▶ **What you are asked to do**: Please count the lines in the material below that contain the string "desk", treating uppercase and lowercase as different, and give only the number.

──────────────────────────────

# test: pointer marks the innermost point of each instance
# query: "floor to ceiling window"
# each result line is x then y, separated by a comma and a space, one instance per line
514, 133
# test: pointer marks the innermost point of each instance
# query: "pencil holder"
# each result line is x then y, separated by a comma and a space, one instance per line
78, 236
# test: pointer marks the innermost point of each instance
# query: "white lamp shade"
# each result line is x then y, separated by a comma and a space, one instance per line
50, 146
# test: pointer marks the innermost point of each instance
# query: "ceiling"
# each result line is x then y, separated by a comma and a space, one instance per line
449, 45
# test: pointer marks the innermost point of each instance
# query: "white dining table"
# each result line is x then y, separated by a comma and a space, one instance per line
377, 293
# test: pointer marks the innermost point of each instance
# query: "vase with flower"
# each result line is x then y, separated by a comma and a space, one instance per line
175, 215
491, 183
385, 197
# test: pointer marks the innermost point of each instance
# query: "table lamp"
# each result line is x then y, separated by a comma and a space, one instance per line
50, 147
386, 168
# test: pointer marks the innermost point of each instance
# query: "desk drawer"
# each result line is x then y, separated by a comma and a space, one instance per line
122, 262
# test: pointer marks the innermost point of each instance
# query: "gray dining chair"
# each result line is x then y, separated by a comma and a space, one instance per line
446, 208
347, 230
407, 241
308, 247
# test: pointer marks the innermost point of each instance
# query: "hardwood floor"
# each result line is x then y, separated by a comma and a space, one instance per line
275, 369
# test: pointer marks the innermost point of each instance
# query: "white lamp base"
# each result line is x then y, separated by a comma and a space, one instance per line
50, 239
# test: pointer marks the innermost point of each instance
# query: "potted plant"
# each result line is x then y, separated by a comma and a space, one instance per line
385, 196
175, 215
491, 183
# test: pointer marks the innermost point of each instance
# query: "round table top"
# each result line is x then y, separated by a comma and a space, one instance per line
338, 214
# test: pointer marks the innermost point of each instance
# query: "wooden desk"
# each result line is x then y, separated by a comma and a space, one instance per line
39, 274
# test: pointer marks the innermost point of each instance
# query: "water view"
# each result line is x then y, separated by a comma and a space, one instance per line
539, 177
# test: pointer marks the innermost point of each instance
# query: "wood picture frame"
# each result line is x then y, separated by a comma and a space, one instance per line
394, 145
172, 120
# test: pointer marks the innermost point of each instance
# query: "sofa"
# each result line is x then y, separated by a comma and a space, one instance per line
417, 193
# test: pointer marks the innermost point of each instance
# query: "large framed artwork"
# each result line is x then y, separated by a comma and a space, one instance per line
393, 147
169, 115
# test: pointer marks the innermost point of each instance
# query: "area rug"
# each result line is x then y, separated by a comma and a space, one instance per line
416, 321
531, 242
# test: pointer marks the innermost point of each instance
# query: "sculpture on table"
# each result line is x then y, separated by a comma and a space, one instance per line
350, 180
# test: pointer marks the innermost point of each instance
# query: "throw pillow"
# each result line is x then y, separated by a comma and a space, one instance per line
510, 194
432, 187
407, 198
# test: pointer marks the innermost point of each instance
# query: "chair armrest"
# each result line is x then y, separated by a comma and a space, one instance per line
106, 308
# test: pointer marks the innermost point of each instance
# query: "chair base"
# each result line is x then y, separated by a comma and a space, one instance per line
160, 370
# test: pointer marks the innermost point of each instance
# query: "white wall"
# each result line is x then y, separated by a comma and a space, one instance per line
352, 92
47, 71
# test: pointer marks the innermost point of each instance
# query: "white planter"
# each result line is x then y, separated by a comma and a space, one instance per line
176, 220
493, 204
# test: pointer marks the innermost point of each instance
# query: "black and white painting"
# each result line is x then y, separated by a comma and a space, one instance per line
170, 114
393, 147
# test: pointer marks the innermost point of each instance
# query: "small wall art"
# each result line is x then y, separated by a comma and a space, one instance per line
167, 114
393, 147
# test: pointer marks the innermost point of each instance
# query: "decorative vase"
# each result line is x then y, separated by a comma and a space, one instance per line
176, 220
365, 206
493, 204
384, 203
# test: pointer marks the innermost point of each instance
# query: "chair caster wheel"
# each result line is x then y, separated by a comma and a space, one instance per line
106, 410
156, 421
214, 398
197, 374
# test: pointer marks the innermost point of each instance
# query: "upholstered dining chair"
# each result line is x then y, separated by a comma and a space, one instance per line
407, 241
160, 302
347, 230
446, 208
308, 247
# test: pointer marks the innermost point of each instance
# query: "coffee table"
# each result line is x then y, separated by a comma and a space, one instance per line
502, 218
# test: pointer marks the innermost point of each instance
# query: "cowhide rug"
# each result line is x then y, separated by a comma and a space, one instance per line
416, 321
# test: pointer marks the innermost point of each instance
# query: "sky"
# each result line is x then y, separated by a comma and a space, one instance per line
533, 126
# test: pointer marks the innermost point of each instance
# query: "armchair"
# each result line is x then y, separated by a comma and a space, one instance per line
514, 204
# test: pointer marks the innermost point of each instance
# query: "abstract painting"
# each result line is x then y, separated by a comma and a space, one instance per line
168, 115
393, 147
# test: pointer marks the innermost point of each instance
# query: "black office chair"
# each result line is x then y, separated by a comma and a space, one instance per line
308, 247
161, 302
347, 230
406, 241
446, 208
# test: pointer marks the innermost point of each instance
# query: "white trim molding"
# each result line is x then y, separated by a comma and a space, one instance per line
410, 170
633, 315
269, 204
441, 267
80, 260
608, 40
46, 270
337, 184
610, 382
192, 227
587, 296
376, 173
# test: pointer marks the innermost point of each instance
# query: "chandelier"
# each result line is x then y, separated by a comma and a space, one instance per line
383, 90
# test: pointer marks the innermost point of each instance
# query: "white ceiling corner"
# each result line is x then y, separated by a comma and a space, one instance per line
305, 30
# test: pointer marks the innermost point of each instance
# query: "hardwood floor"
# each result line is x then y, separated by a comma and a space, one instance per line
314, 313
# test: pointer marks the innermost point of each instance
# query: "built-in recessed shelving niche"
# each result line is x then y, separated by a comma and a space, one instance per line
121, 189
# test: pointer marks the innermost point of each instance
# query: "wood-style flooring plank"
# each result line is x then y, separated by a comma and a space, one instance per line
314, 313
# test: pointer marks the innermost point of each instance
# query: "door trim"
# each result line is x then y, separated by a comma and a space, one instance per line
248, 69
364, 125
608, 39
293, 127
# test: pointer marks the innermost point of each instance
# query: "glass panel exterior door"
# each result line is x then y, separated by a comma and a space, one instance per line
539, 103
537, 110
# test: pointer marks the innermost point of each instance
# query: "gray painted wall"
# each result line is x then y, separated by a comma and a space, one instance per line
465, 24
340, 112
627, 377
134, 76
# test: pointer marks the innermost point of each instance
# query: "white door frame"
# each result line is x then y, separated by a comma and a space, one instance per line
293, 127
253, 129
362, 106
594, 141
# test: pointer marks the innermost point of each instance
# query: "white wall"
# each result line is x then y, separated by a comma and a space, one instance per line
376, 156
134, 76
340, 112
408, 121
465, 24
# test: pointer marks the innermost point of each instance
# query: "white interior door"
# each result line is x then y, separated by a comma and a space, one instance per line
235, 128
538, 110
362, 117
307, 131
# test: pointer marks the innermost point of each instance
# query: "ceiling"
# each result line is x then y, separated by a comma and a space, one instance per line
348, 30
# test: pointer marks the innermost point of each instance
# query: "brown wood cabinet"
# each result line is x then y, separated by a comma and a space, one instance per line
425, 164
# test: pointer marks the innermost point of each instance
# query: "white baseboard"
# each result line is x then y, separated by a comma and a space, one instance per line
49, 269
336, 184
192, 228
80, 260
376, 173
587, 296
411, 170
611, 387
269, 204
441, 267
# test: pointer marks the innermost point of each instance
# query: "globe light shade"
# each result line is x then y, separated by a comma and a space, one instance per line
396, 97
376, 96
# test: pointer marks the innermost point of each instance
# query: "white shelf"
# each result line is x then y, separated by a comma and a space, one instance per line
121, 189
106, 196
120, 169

──────────────────────────────

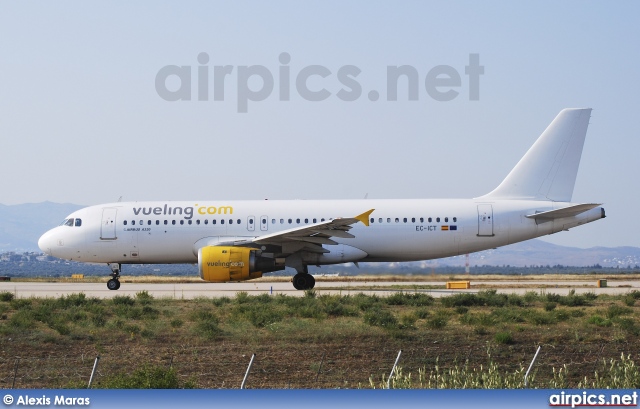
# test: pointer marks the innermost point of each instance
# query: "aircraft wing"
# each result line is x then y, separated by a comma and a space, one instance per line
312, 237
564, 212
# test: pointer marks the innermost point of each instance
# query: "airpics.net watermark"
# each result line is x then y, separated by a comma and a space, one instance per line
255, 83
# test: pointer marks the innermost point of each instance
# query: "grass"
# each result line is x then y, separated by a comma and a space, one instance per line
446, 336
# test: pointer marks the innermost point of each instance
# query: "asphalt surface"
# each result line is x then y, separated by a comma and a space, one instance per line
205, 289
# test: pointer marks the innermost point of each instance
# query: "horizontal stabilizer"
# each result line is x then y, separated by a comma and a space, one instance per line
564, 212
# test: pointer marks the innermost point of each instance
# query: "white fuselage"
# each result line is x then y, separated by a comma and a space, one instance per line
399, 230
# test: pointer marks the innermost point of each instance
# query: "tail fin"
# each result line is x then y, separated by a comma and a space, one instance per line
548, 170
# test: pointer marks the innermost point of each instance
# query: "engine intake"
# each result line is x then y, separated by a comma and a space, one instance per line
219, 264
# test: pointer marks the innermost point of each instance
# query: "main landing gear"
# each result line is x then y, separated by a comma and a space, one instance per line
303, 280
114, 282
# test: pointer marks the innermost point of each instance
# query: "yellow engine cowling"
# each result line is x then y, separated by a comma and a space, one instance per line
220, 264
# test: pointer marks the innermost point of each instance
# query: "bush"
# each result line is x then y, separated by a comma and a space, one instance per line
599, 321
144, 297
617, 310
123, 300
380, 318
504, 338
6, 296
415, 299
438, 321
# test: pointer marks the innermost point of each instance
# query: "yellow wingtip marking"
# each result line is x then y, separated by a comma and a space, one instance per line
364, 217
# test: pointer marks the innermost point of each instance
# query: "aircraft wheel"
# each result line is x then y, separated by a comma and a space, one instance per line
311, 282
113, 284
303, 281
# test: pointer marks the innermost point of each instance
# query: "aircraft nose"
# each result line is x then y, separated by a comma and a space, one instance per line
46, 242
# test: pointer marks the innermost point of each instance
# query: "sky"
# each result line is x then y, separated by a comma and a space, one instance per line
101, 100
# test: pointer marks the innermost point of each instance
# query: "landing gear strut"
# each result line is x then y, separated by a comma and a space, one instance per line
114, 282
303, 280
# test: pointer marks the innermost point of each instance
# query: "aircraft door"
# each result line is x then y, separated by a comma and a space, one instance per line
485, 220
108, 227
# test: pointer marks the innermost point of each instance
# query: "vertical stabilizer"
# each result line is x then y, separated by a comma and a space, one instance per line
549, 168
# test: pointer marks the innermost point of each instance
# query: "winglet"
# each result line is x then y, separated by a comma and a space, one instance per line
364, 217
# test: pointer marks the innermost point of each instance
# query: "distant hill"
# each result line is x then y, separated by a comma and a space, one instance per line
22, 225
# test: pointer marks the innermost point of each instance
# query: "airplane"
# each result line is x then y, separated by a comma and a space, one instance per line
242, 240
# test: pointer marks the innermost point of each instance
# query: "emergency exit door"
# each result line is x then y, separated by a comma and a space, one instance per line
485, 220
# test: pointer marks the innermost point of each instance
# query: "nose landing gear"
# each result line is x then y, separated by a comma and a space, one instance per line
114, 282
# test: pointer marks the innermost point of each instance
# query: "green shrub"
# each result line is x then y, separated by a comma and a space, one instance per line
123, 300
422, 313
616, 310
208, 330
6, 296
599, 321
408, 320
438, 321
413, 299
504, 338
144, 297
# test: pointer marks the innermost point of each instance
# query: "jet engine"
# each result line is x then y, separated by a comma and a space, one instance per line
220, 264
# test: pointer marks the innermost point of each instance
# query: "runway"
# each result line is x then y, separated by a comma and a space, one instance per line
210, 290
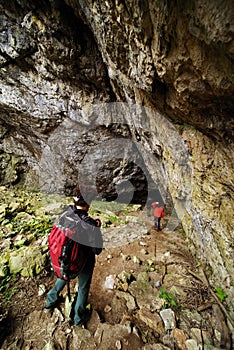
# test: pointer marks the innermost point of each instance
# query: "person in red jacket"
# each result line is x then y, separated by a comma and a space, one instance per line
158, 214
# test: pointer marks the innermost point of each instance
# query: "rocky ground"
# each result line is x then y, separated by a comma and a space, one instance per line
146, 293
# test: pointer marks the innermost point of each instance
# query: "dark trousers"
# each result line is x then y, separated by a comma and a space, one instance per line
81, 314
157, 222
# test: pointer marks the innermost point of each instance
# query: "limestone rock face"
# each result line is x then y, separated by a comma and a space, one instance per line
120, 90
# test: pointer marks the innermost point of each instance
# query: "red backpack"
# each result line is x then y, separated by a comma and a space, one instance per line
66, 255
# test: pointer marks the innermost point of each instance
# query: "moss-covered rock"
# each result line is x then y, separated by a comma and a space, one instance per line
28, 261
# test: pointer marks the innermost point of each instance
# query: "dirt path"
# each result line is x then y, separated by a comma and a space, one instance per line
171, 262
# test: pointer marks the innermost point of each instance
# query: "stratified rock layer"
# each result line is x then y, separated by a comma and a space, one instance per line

──────────────────────────────

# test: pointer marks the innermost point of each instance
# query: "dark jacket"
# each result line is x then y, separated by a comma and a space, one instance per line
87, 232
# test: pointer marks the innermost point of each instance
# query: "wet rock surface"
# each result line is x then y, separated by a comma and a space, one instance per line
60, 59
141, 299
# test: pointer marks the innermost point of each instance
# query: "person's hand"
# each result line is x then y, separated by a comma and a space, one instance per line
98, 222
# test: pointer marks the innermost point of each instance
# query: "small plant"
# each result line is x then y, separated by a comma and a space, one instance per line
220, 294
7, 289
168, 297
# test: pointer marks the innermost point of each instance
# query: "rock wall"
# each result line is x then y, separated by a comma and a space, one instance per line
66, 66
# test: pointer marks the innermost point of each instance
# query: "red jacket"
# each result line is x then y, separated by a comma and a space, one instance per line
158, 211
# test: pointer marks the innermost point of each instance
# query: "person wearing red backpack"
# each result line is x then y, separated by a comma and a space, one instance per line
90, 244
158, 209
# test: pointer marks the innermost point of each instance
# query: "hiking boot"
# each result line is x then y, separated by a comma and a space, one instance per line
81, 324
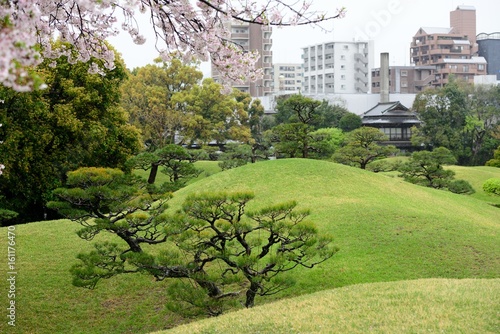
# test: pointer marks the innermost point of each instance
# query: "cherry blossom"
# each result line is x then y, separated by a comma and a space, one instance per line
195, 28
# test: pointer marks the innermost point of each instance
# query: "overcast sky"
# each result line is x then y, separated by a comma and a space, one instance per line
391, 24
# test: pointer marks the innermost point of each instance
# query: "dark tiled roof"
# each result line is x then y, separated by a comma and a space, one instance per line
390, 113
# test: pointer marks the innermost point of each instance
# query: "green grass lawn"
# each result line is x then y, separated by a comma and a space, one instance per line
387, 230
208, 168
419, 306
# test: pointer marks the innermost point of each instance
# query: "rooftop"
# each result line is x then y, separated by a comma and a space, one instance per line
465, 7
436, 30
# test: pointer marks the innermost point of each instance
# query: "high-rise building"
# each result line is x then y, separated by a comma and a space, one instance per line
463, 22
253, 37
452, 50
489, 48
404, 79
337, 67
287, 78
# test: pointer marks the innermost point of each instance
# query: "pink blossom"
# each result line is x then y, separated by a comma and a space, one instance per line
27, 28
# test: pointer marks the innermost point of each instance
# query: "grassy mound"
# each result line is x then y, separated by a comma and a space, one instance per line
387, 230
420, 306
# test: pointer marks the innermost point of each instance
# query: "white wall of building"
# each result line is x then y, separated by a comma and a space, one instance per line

──────────────────────────────

▶ **Result below**: 2